* _Selected extract_
****************

Re: [next] arm: Internal error: Oops: 5 PC is at __read_once_word_nocheck

From: Russell King (Oracle)
Date: Wed Mar 09 2022 - 14:37:05 EST


On Wed, Mar 09, 2022 at 08:14:30PM +0100, Ard Biesheuvel wrote:
> On Wed, 9 Mar 2022 at 19:48, Russell King (Oracle)
> <linux@xxxxxxxxxxxxxxx> wrote:
> >
> > On Wed, Mar 09, 2022 at 06:43:42PM +0100, Ard Biesheuvel wrote:
> > > On Wed, 9 Mar 2022 at 18:11, Russell King (Oracle)
> > > <linux@xxxxxxxxxxxxxxx> wrote:
> > > >
> > > > On Wed, Mar 09, 2022 at 10:08:25PM +0530, Naresh Kamboju wrote:
> > > > > Hi Russell,
> > > > >
> > > > > On Wed, 9 Mar 2022 at 20:37, Russell King (Oracle)
> > > > > <linux@xxxxxxxxxxxxxxx> wrote:
> > > > > >
> > > > > > On Wed, Mar 09, 2022 at 03:57:32PM +0100, Ard Biesheuvel wrote:
> > > > > > > On Wed, 9 Mar 2022 at 15:44, Naresh Kamboju <naresh.kamboju@xxxxxxxxxx> wrote:
> > > > > > > >
> > > > > <trim>
> > > > > > Well, we unwound until:
> > > > > >
> > > > > > __irq_svc from migrate_disable+0x0/0x70
> > > > > >
> > > > > > and then crashed - and the key thing there is that we're at the start
> > > > > > of migrate_disable() when we took an interrupt.
> > > > > >
> > > > > > For some reason, this triggers an access to address 0x10, which faults.
> > > > > > We then try unwinding again, and successfully unwind all the way back
> > > > > > to the same point (the line above) which then causes the unwinder to
> > > > > > again access address 0x10, and the cycle repeats with the stack
> > > > > > growing bigger and bigger.
> > > > > >
> > > > > > I'd suggest also testing without the revert but with my patch.
> > > > >
> > > > > I have tested your patch on top of linux next-20220309 and still see kernel
> > > > > crash as below [1]. build link [2].

****************

* _Records shown_

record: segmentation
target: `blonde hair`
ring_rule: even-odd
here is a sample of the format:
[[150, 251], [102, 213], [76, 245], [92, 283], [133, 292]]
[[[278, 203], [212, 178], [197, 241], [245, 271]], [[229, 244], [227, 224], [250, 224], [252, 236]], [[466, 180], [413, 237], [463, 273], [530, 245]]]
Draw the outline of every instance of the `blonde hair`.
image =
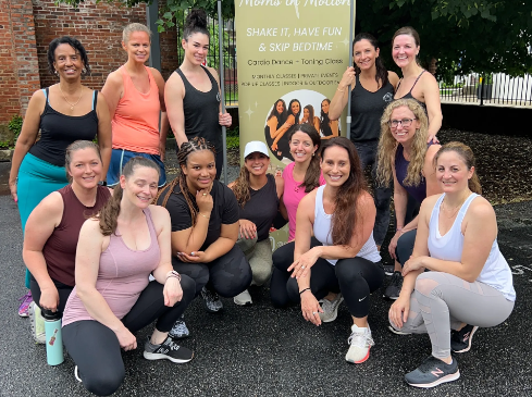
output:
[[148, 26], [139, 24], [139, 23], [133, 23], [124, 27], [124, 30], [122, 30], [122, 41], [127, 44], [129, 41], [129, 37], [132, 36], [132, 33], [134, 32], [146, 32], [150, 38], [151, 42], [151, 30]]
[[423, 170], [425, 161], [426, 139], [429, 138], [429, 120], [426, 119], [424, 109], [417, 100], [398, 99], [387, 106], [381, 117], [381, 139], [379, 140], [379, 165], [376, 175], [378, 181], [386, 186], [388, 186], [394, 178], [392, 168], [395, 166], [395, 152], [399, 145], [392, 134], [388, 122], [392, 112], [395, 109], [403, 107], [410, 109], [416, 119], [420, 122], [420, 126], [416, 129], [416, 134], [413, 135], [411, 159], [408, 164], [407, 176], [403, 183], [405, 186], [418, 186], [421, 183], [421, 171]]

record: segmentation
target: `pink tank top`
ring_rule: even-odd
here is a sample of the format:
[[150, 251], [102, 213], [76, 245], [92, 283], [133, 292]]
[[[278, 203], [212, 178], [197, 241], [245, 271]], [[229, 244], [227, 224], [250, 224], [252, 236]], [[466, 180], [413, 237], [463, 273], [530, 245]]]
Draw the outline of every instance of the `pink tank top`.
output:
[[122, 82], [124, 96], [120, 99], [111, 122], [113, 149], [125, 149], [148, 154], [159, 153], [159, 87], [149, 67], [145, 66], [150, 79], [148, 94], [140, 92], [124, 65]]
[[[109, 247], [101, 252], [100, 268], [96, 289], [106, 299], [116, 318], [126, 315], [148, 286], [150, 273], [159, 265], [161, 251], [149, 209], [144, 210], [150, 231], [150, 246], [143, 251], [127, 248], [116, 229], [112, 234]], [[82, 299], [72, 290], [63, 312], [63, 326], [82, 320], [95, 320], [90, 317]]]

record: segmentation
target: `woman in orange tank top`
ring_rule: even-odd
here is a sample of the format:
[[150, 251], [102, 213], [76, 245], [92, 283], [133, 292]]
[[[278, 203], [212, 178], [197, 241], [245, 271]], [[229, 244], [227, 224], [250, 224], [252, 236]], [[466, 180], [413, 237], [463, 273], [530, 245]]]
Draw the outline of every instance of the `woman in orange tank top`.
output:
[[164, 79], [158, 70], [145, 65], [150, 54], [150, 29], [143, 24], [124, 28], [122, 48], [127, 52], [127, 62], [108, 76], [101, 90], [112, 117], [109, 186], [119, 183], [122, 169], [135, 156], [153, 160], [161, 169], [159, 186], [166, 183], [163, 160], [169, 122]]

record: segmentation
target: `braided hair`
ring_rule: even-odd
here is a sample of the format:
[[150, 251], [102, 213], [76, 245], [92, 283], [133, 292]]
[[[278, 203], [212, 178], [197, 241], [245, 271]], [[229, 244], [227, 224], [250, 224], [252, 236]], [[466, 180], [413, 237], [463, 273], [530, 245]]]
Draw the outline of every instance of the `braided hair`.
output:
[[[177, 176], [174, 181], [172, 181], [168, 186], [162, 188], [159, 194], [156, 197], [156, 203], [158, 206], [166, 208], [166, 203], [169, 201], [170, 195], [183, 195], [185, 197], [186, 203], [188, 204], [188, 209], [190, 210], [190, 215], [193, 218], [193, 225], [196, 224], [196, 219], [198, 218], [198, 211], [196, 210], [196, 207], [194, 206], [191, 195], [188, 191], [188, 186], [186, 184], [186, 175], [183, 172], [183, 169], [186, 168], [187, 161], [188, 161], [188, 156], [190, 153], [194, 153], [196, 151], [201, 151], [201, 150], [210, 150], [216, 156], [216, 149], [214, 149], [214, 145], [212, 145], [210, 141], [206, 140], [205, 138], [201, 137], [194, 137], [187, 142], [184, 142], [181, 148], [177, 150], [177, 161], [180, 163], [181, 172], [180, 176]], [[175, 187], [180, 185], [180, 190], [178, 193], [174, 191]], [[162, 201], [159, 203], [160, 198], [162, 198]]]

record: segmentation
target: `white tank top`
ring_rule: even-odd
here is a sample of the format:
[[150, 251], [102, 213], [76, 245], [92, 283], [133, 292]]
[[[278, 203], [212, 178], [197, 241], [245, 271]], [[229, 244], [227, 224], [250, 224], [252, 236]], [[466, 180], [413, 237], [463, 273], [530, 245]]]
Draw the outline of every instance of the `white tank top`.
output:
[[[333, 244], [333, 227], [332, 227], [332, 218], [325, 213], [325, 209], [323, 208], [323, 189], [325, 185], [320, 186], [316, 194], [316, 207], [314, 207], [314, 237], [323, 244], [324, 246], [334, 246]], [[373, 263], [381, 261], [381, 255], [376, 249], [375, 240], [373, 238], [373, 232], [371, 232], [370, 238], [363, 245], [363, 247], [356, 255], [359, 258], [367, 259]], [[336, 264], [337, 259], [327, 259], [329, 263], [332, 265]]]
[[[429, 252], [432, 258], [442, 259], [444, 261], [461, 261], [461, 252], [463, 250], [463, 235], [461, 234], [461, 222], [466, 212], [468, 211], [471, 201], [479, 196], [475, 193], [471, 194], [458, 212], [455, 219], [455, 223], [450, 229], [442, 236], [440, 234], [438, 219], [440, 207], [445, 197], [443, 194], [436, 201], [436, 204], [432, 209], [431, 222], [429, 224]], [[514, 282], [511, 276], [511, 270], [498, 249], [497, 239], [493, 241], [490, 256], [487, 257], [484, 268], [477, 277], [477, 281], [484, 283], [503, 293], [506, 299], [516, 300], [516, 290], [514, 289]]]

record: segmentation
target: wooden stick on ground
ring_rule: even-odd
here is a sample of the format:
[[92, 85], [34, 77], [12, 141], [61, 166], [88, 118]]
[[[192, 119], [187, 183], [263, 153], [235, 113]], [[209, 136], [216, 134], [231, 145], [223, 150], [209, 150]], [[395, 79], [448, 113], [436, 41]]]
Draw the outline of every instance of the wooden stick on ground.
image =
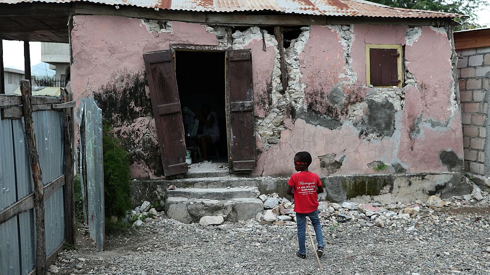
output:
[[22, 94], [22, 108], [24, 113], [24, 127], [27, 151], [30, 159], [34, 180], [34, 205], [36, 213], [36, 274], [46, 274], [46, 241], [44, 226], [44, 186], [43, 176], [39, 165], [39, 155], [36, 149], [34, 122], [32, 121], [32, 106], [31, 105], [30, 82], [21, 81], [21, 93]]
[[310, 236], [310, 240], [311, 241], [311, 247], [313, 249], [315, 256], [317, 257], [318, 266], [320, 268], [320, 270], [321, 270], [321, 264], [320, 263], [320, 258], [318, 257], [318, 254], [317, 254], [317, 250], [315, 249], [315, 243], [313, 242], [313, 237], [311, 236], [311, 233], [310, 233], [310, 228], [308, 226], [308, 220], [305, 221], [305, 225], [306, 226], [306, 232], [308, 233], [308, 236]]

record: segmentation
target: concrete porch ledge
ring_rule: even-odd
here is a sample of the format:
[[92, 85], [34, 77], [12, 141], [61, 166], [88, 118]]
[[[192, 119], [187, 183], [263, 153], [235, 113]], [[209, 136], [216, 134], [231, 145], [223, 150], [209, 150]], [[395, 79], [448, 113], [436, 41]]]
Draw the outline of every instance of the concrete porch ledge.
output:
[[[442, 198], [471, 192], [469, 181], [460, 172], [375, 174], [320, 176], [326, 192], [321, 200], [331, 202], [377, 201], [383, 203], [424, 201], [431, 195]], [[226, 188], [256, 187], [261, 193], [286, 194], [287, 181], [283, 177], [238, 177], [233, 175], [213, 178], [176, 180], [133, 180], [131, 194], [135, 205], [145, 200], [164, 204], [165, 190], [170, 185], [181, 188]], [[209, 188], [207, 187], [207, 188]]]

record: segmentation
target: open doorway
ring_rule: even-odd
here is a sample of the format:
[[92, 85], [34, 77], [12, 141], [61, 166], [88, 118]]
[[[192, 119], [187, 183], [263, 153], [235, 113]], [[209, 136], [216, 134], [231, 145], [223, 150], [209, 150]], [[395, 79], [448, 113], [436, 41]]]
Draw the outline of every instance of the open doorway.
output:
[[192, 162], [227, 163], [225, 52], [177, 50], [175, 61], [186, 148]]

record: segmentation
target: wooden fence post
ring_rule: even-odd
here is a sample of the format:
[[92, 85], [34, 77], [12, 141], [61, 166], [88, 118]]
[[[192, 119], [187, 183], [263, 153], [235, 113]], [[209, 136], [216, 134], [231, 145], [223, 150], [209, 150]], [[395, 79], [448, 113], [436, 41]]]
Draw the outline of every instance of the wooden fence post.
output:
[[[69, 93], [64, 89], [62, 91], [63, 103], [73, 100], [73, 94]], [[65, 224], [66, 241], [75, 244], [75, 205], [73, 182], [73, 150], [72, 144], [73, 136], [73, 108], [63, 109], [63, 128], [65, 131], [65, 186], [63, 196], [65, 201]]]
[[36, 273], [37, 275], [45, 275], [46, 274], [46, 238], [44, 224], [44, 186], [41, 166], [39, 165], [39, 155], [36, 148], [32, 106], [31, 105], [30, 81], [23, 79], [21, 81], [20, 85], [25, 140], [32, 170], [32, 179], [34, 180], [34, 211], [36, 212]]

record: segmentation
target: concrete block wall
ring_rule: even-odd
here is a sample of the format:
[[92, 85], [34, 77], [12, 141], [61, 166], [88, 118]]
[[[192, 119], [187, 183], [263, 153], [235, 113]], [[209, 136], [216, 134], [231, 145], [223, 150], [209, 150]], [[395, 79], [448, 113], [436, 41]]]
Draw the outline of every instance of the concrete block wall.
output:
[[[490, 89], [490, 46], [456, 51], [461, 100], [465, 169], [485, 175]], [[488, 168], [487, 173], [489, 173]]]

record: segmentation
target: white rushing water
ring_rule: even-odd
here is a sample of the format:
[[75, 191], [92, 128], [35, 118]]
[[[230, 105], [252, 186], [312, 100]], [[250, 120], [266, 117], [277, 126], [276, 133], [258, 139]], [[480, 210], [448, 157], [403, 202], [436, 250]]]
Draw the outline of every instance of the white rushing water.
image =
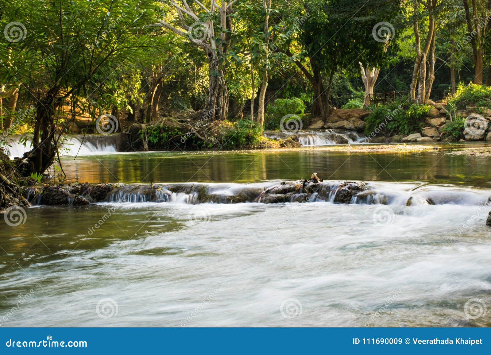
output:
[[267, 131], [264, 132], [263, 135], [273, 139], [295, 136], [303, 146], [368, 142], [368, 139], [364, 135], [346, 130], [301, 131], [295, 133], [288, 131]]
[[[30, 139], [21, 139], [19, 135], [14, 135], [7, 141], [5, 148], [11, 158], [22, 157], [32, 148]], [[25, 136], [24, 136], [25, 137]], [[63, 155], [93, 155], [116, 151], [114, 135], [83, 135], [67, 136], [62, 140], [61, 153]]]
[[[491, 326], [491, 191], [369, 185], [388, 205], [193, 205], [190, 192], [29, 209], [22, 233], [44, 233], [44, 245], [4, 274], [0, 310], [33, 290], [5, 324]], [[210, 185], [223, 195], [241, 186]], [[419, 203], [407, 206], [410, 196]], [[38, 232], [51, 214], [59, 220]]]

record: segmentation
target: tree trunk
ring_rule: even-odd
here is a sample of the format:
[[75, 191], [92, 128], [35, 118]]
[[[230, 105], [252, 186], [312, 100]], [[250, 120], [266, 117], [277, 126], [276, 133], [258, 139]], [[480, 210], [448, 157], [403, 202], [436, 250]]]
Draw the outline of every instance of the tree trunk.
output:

****************

* _Given instruction 1_
Name each person the kernel crash thread shows as the writer of a message.
* _Given instruction 2_
Pick up the kernel crash thread right after its last sentence and write the next part.

* _Final answer 1_
Russell King (Oracle), Ard Biesheuvel, Naresh Kamboju

* _Final answer 2_
> > > > >
> > > > > [ 26.812060] 8<--- cut here ---
> > > > > [ 26.813459] Unhandled fault: page domain fault (0x01b) at 0xb6a3ab70
> > > > > [ 26.816139] [b6a3ab70] *pgd=fb28a835
> > > > > [ 26.817770] Internal error: : 1b [#1] SMP ARM
> > > > > [ 26.819636] Modules linked in:
> > > > > [ 26.820956] CPU: 0 PID: 211 Comm: haveged Not tainted
> > > > > 5.17.0-rc7-next-20220309 #1
> > > > > [ 26.824519] Hardware name: Generic DT based system
> > > > > [ 26.827148] PC is at __read_once_word_nocheck+0x0/0x8
> > > > > [ 26.829856] LR is at unwind_frame+0x7dc/0xab4
> > > > >
> > > > > - Naresh
> > > > >
> > > > > [1] https://lkft.validation.linaro.org/scheduler/job/4688599#L596
> > > > > [2] https://builds.tuxbuild.com/269gYLGuAdmltuLhIUDAjS2fg1Q/
> > > >
> > > > I think the problem has just moved:
> > > >
> > > > [ 27.113085] __irq_svc from __copy_to_user_std+0x24/0x378
> > > >
> > > > The code at the start of __copy_to_user_std is:
> > > >
> > > > 0: e3a034bf mov r3, #-1090519040 ; 0xbf000000
> > > > 4: e243c001 sub ip, r3, #1
> > > > 8: e05cc000 subs ip, ip, r0
> > > > c: 228cc001 addcs ip, ip, #1
> > > > 10: 205cc002 subscs ip, ip, r2
> > > > 14: 33a00000 movcc r0, #0
> > > > 18: e320f014 csdb
> > > > 1c: e3a03000 mov r3, #0
> > > > 20: e92d481d push {r0, r2, r3, r4, fp, lr}
> > > > 24: e1a0b00d mov fp, sp
> > > >
> > > > and the unwind information will be:
> > > >
> > > > 0xc056f14c <arm_copy_to_user+0x1c>: @0xc0b89b84
> > > > Compact model index: 1
> > > > 0x9b vsp = r11
> > > > 0xb1 0x0d pop {r0, r2, r3}
> > > > 0x84 0x81 pop {r4, r11, r14}
> > > > 0xb0 finish
> > > >
> > > > The problem is that the unwind information says "starting at offset
> > > > 0x1c, to unwind do the following operations". The first of which is
> > > > to move r11 (fp) to the stack pointer. However, r11 isn't setup
> > > > until function offset 0x24. You've hit that instruction, which hasn't
> > > > executed yet, but the stack has been modified by pushing r0, r2-r4,
> > > > fp and lr onto it.
> > > >
> > > > Given this, there is no way that the unwinder (as it currently stands)
> > > > can do its job properly between 0x1c and 0x24.
> > > >
> > > > I don't think this is specifically caused by Ard's patches, but by
> > > > the addition of KASAN, which has the effect of calling the unwinder
> > > > at random points in the kernel (when an interrupt happens) and it's
> > > > clear from the above that there are windows in the code where, if
> > > > we attempt to unwind using the unwind information, we faill fail
> > > > because the program state is not consistent with the unwind
> > > > information.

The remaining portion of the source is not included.